*Source*:
## Start
Scheme 1 Representation of the procedure for obtaining chiral SiO₂ and metal@SiO₂ composites and two approaches for isolation of metal NPs from the metal@SiO₂ composites.

As shown in Scheme 1, a PEI containing a basic secondary amine group in the main chain easily interacts with D- or L-tartaric acid in a 1 : 1 molar ratio of NH/COOH to form bundles of nanofiber-based crystalline complexes (PEI/tart) (Fig. S1, ESI†). These bundles spontaneously catalyzed the silicification of TMOS around the bundles to give morphology-transcribed hybridized bundles of PEI/D-tart@SiO₂ and PEI/L-tart@SiO₂. The detailed features of the D- and L-forms of PEI/tart@SiO₂ based on the results of Fourier-transform-IR (FT-IR), SEM, TG-differential thermal analysis (DTA), and CD are indicated in Fig. S2–S5 (ESI†). To directly clarify the chirality of the silica, the fibrous bundles of silica (calcined at 600 °C) were crushed using a homogenizer and the broken silica pieces were analyzed using VCD. Fig. 1a–c shows SEM images before and after crushing. It is clearly observable that the D- and L-form silica bundles were densely aggregated with nanofibers which have not any helical outwards and the crushed pieces appeared as irregular forms. Interestingly, the crushed silica showed very clear VCD activity with exciton chirality around the Si–O–Si stretches at 980–1200 cm⁻¹. The D-form appeared with a positive and then a negative spectral line whereas the L-form appeared with a negative and then a positive spectral line, which just satisfied the requirements for the non-superposable mirror image relationship with each other (Fig. 1d). This result was consistent with previous results for chiral silica sols prepared using a hydrothermal reaction of silica bundles, indicating that the silica skeletons of supporting the bundles have chirality.
## End
*Extracted records*:
## Start
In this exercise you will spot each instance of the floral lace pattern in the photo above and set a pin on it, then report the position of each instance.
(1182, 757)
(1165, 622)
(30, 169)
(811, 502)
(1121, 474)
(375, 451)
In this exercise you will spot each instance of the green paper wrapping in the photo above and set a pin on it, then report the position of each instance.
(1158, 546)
## End
## Start
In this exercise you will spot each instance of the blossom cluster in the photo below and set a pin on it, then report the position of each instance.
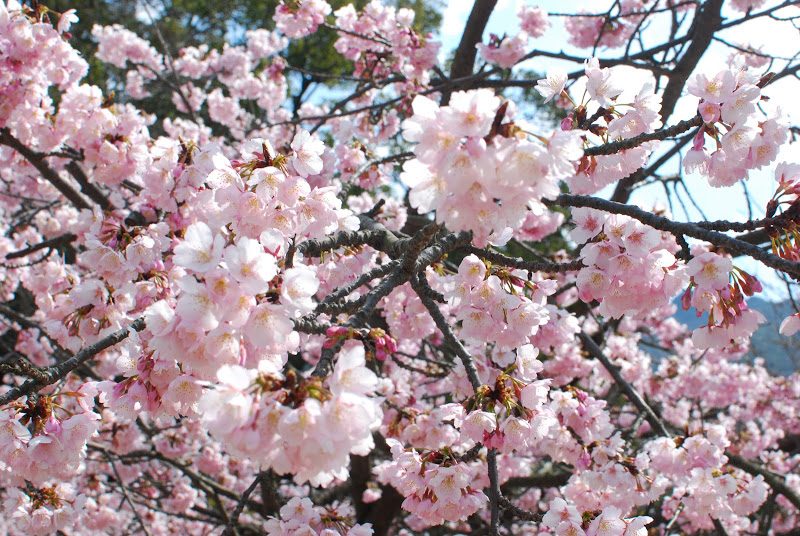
## End
*Set exercise A*:
From the chiral silica passage, return the text from "Scheme 1 Representation" up to and including "the metal@SiO₂ composites.".
*Set exercise B*:
Answer these questions using the chiral silica passage:
(i) In what molar ratio of NH/COOH does the PEI interact with D- or L-tartaric acid?
(ii) At what temperature were the fibrous silica bundles calcined before crushing?
(iii) Around what wavenumber range did the crushed silica show VCD activity for the Si–O–Si stretches?
*Set exercise C*:
List every analytical technique that the chiral silica passage names.

*Right answer A*:
Scheme 1 Representation of the procedure for obtaining chiral SiO₂ and metal@SiO₂ composites and two approaches for isolation of metal NPs from the metal@SiO₂ composites.

*Right answer B*:
(i) 1 : 1
(ii) 600 °C
(iii) 980–1200 cm⁻¹

*Right answer C*:
Fourier-transform-IR (FT-IR)
SEM
TG-differential thermal analysis (DTA)
CD
VCD